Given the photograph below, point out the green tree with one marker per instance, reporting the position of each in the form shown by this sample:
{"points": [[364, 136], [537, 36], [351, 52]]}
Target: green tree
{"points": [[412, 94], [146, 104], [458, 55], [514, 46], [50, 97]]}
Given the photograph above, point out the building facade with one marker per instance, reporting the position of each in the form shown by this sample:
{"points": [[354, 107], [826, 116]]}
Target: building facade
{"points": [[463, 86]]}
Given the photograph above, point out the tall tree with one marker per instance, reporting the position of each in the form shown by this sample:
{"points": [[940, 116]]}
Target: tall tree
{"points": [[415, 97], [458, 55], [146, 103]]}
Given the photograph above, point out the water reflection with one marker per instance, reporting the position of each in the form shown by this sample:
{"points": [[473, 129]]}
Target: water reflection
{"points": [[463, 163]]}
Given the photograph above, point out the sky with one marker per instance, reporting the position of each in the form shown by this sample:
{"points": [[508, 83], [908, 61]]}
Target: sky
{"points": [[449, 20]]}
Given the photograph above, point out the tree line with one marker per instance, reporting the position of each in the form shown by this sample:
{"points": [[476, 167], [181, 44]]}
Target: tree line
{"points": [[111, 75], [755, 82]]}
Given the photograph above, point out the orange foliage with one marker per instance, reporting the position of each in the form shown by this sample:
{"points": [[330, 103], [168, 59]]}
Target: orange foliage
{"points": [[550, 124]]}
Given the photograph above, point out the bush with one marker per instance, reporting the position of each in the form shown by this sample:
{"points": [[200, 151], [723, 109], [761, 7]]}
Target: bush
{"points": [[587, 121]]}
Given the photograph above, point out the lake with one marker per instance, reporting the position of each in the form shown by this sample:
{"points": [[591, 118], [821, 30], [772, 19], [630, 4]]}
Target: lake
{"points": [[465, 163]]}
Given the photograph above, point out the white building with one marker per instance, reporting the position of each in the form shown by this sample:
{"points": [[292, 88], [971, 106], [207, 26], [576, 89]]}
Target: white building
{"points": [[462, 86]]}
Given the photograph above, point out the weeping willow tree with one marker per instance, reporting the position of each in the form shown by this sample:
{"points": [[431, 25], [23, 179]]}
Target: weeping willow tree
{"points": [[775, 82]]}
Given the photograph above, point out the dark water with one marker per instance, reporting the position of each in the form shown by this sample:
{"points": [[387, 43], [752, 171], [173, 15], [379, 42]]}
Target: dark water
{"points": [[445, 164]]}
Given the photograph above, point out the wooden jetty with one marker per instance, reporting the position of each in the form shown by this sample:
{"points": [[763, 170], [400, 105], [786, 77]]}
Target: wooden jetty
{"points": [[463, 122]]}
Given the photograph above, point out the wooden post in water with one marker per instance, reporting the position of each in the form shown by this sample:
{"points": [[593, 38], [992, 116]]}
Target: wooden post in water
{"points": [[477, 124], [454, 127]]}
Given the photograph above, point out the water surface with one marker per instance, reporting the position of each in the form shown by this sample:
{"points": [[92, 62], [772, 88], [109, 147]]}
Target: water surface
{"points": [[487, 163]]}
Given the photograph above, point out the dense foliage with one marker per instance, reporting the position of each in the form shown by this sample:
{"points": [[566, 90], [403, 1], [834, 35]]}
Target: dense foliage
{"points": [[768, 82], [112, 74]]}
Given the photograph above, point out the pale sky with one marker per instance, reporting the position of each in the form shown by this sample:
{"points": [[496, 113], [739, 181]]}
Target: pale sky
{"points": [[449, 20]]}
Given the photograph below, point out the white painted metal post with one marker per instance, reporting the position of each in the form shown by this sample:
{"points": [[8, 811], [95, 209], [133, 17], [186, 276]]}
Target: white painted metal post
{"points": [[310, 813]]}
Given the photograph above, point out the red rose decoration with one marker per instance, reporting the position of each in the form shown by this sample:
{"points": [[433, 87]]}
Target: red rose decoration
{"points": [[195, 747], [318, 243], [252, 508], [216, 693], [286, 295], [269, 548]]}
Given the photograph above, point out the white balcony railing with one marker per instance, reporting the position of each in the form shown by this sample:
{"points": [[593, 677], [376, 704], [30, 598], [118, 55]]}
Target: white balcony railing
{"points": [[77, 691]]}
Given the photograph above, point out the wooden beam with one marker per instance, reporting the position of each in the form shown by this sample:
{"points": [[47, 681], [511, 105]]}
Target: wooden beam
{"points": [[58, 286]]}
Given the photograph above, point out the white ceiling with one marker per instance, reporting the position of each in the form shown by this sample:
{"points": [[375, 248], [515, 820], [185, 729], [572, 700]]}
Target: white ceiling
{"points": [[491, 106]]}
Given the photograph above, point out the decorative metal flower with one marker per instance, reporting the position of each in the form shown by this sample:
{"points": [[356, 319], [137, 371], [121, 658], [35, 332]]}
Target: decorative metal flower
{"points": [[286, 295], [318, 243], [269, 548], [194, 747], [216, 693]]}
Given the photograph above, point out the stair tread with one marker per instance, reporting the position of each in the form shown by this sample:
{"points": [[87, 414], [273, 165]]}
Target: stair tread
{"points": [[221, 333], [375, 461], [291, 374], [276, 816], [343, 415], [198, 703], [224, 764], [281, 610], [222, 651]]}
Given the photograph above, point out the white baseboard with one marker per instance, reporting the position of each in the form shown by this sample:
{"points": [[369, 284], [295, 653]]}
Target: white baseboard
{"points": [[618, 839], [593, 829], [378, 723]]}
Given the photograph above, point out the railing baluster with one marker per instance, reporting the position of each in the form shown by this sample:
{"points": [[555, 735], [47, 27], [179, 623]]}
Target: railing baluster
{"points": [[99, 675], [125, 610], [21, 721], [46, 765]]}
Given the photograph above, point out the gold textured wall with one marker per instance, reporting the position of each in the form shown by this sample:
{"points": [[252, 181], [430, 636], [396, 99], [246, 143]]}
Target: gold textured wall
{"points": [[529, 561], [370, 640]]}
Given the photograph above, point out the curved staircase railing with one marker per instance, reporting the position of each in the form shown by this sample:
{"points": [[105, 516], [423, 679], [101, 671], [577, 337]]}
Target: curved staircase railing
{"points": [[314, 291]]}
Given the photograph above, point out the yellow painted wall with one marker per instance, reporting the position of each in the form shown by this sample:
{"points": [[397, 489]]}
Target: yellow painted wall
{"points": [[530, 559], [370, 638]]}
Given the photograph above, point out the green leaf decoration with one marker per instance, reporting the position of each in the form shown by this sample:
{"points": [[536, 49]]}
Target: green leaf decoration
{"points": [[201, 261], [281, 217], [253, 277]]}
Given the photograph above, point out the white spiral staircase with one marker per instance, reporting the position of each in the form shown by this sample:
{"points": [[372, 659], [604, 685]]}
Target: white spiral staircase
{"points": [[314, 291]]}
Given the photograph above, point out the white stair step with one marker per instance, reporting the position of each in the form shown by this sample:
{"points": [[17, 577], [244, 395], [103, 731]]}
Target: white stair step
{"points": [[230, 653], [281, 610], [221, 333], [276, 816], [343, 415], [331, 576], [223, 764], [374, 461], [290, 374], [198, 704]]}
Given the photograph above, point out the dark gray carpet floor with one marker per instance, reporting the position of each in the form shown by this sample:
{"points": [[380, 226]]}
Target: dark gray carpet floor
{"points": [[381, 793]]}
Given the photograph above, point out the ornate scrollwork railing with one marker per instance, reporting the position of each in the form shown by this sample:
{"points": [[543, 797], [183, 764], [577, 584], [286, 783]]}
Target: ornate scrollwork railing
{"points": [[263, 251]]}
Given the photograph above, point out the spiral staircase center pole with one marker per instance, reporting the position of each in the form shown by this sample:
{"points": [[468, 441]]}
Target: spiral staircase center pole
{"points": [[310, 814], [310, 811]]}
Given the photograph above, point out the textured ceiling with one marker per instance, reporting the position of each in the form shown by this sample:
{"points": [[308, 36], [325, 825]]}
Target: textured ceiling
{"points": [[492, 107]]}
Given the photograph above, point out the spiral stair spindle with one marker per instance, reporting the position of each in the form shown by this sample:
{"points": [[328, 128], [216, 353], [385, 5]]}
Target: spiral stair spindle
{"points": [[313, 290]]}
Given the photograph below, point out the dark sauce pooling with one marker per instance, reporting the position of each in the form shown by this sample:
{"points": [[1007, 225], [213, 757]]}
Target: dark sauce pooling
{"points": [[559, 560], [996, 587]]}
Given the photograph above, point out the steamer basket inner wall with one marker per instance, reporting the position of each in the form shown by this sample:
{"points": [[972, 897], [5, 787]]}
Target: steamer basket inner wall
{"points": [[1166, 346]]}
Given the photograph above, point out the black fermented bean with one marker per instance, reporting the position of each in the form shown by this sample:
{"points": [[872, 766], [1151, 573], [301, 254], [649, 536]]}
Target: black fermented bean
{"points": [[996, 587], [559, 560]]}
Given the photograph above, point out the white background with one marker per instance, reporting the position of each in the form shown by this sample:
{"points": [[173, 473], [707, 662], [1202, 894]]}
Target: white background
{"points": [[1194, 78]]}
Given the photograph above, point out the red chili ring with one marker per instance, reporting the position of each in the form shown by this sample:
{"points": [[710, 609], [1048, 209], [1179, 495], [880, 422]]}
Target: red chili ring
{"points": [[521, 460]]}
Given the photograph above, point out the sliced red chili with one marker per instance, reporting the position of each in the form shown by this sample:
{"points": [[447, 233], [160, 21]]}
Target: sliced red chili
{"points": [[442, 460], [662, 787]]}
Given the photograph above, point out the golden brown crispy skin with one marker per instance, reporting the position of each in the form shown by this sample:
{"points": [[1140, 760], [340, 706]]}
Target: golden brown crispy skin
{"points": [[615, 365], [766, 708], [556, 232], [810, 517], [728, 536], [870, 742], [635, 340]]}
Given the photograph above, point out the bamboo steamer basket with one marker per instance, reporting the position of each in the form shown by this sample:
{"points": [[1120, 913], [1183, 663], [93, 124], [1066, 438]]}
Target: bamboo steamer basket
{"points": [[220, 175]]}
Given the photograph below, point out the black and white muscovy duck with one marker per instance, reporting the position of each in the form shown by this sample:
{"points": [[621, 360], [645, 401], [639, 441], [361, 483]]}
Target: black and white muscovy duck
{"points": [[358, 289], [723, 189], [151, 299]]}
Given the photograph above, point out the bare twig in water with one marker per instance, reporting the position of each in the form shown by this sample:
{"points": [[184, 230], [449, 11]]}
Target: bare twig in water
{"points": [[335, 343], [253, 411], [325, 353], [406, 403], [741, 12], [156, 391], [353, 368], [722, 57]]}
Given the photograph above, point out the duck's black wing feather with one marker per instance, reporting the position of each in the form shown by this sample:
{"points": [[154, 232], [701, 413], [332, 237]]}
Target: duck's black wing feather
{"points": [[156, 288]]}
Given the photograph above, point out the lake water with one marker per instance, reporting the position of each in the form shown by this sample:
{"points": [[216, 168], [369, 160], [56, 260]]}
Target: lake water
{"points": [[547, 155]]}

^^^^^^^^^^^^^^^^

▶ **Work to be completed**
Count, in the records above, the lines that include "below", and give the number with nothing added.

▶ **Expected output**
4